* START Source text *
Summary of Chapter 6

Graphs represent abstraction of real-world problems. Our first problem involved the bridges of Konigsberg, and the real-world items we represented by a graph were of two sorts: landmasses, and the bridges which connected them. The mathematician is uninterested in the actual contours and magnitude of the landmasses, and so shrinks them down to points; similarly, she ignores the actual dimensions of the bridges, simply representing them as curve connectors of the point landmasses.

This process of abstraction is essential to the solution of many real-world problems. In another example, we considered the four-color mapping problem, in which the two items were states ("landmasses") and the borders between them ("bridges").

graph

points (vertices) and curves (edges) linking one vertex to another

graph theory

the study of graphs and their applications

odd vertex

a vertex with an odd number of edges attached to it

even vertex

a vertex with an even number of edges attached to it

loop

an edge connecting a vertex to itself

path

a route along the edges from one vertex to another (which doesn't repeat any edges)

circuit

a path beginning and ending at the same vertex

connected graph

there is at least one path connecting any two vertices (otherwise the graph is called disconnected)

The Konigsberg bridge problem inspired the great mathematician Euler to propose a theorem about special paths: those paths which pass over every edge of a graph exactly once (Eulerian paths and circuits).

Euler's Theorem

1. A graph has an Eulerian circuit if and only if
   • it is connected, and
   • all of its vertices are even.
2. A graph has an Eulerian path if and only
   • it is connected, and
   • all of its vertices are even or exactly two vertices are odd.

Strategy for finding an Eulerian path:

If there is an Eulerian path on a graph with two odd vertices, then the path begins on one odd vertex and ends at the other.

We saw, however, that many real-life graphs do not have either zero or exactly two odd vertices. In those cases we may still want to carry out the same sort of task as the citizens of Konigsberg: we want to pass over every bridge (or street, or sidewalk) with as little backtracking as possible. This is a typical problem in graph theory. In order to solve it, we use

Eulerization:

we create a new graph from the original graph by adding to it additional edges to turn all odd vertices into even vertices.

As we showed in exercise #32, p. 379, there is always an even number of odd vertices in a graph.

Strategy for finding an Eulerization:

1. Circle all odd vertices in the graph.
2. Pair each odd vertex with another close to it in the graph.
3. For each pair, find the path with the fewest edges connecting them in the original graph, and duplicate the edges along this path.

For practical purposes, you might think of these new edges as backtracks along the original edges. Often the original edges represent something concrete (e.g. bridges, streets, sidewalks, circuit boards), whereas the edges we add in Eulerization simply reflect the fact that we need to travel over the existing edges more than once.

In this section, we change the focus from the edges to the vertices. While Euler concerned himself with the edges, the great Irish mathematician Hamilton focused on the vertices. Euler's problem was to pass over every edge exactly once, whereas Hamilton worried about passing through each vertex exactly once (arriving back home after a circuit of all vertices was made).
* END Source text *
_The tasks_:
A – Answer these questions using the graph theory summary:
(i) In the four-color mapping problem, which two kinds of items were represented?
(ii) What two conditions must a graph meet to have an Eulerian circuit?
(iii) Which mathematician focused on the vertices of a graph?
B – How would you carry on the graph theory summary from its last sentence?
The entries after this point are separate material, unrelated to the graph theory summary.
* START Information provided *
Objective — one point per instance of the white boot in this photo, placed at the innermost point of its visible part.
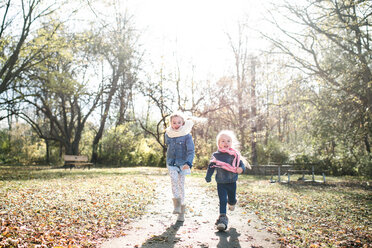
(177, 205)
(181, 216)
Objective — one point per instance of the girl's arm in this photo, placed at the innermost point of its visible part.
(241, 164)
(210, 172)
(190, 150)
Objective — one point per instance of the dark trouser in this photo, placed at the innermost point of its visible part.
(227, 194)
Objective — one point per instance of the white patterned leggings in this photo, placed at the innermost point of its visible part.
(178, 185)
* END Information provided *
_Responses to the exercise_:
A –
(i) States and the borders between them.
(ii) It must be connected, and all of its vertices must be even.
(iii) Hamilton.

B –
Hamiltonian circuit

A circuit that begins at one vertex, goes through each other vertex exactly once, then returns to the starting vertex.

Often there is a penalty associated with travelling from one vertex to another. For example, the penalty may be the distance (and hence cost of moving) between the points, or the energy required to move from one position to another. Hence the edges have a value of some sort associated with them. This leads us to the concept of the

weighted graph:

a graph for which each edge is assigned a weight, representing perhaps the distance or time of travel between two vertices (which might represent cities).

Business is terribly interested in this type of problem, and especially in the general optimization problem of minimizing the cost (distance, time, etc.) of traveling between all points in the graph. This accounts for the importance mathematicians attribute to this problem.

We will consider only a special type of weighted graph in this section. Often it is possible to consider going directly from any vertex to any other vertex, which results in what is called a

complete graph:

a graph for which there is exactly one edge between every pair of vertices.

the traveling salesman problem:

the problem of finding a Hamiltonian circuit in a complete weighted graph for which the sum of the weights of the edges is a minimum.

Sometimes a simple problem has no simple solution, and that's the case of the traveling salesman problem. The computational methods for solving large problems of this type require so much computer time that weeks, months, or years may go by while you wait for your solution. For that reason, we often consider methods which give only approximations to the actual solution. In this section we consider two such algorithms. The first is the

Nearest Neighbor Algorithm:

1. Start at the vertex on which the circuit is to begin and end ("home").
2. Move from each vertex to the "nearest" (in the sense of edge weight) unvisited vertex.
3. When all the unvisited vertices have been visited, return home.

We saw that the solution obtained using the nearest neighbor algorithm was not necessarily optimal ("the best"): that is, by comparing all possible Hamiltonian circuits the nearest neighbor solution did not give the lowest total weight (e.g. #7, p. 396, discussed in class). The hope is always that the algorithms will give a solution which, while perhaps not the best, is still pretty good.

We considered a second algorithm, the

Greedy Algorithm:

1. Select the edge of least weight.
2. Continue selecting additional edges by choosing from the remaining edges the edge of least weight unless
   • choosing that edge forms a non-Hamiltonian circuit (not all vertices are visited), or
   • three edges come together in a single vertex (a vertex would be visited multiple times).
   In the event that one of these occurs, reject this edge and continue choosing from amongst the remaining edges.
3. Continue until a Hamiltonian circuit is formed.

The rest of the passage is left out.